EXTRACT PROVIDED:
*****
HIGH Court judge Shafimana Ueitele’s decision to dismiss the bail application of six of the men charged in the Fishrot fishing quotas fraud and corruption case was wrong, lawyers representing the six accused argued in the Supreme Court yesterday.

This was the thrust of arguments by senior counsel Vas Soni and fellow lawyer Thabang Phatela during the hearing of an appeal by the six accused against Ueitele’s dismissal of their application for bail in April last year.

The hearing before acting judges of appeal Theo Frank, Jeremiah Shongwe and Kananelo Mosito ended with the court reserving judgement and Frank informing the appellants and the state that they would be notified once the court’s decision is ready.

Ueitele dismissed the bail applications of former justice minister Sacky Shanghala, his business partner James Hatuikulipi, former National Fishing Corporation of Namibia chief executive Mike Nghipunya, Pius Mwatelulo, Otneel Shuudifonya and Phillipus Mwapopi after concluding it would not be in the interests of justice to grant them bail.

Having noted that the state was alleging the men had tried to interfere with the investigation of their case and with witnesses in the matter, and that four of them were also charged with obstructing the course of justice, Ueitele said in his view the administration of justice would be prejudiced if the six accused were to be granted bail.

Soni, who is representing Shanghala, Hatuikulipi and Mwatelulo, argued during the appeal hearing that Ueitele was wrong in stating that the six applicants had the onus to show it would be in the interest of justice for them to be released on bail.
*****
AIM:
Print the passage of the Fishrot bail appeal article from "HIGH Court judge" to "decision is ready.". The rows after this article are not needed.
*****
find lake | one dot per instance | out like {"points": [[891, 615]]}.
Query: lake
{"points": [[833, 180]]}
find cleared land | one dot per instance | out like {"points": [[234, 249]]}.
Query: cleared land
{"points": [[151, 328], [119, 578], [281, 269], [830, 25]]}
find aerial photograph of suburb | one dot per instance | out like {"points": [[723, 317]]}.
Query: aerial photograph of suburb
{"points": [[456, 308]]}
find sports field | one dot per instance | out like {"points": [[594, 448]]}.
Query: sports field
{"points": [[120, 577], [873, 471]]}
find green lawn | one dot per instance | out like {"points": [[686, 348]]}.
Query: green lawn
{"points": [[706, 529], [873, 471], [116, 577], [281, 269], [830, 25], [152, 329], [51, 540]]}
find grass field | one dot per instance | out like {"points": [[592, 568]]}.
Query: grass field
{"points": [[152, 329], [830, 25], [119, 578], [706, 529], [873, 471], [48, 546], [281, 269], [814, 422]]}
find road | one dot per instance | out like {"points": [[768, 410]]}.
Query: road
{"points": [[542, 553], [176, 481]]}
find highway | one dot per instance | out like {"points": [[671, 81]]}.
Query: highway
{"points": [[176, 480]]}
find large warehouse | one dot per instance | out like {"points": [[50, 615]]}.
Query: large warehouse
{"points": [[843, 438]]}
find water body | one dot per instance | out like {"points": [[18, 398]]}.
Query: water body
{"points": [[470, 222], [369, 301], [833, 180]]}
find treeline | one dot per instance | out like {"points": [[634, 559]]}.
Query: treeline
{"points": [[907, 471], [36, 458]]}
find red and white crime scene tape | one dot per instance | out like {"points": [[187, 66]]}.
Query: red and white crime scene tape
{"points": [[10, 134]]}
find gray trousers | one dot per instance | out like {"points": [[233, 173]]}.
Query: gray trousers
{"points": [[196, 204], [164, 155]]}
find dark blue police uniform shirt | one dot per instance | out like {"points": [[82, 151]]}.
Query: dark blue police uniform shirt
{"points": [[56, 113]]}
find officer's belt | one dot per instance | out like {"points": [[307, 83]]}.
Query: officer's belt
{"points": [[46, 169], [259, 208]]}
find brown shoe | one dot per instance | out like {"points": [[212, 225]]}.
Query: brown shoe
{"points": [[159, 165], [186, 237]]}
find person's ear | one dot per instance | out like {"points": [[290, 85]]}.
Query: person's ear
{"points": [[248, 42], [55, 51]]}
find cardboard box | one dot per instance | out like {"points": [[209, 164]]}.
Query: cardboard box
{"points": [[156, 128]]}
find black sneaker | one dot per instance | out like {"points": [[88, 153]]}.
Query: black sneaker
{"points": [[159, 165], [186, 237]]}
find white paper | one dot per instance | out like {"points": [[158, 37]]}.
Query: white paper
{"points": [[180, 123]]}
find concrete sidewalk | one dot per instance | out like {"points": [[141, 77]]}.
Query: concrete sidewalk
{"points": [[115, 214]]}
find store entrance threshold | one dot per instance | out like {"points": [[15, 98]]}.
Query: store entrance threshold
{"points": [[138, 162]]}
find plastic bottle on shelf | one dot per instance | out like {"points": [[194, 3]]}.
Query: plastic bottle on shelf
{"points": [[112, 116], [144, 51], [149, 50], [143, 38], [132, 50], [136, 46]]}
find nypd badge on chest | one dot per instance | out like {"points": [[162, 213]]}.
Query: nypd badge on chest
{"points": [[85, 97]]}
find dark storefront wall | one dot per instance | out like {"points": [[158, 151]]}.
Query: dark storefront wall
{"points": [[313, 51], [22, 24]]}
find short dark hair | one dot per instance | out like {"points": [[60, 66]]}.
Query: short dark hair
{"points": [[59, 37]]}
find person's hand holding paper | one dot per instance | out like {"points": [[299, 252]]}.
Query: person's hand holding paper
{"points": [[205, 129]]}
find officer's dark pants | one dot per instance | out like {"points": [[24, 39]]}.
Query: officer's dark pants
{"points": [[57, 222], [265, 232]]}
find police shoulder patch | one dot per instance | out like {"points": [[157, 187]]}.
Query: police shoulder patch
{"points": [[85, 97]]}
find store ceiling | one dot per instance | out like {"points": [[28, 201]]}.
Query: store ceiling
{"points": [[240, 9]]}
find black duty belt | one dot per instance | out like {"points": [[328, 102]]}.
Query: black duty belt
*****
TASK ANSWER:
HIGH Court judge Shafimana Ueitele’s decision to dismiss the bail application of six of the men charged in the Fishrot fishing quotas fraud and corruption case was wrong, lawyers representing the six accused argued in the Supreme Court yesterday.

This was the thrust of arguments by senior counsel Vas Soni and fellow lawyer Thabang Phatela during the hearing of an appeal by the six accused against Ueitele’s dismissal of their application for bail in April last year.

The hearing before acting judges of appeal Theo Frank, Jeremiah Shongwe and Kananelo Mosito ended with the court reserving judgement and Frank informing the appellants and the state that they would be notified once the court’s decision is ready.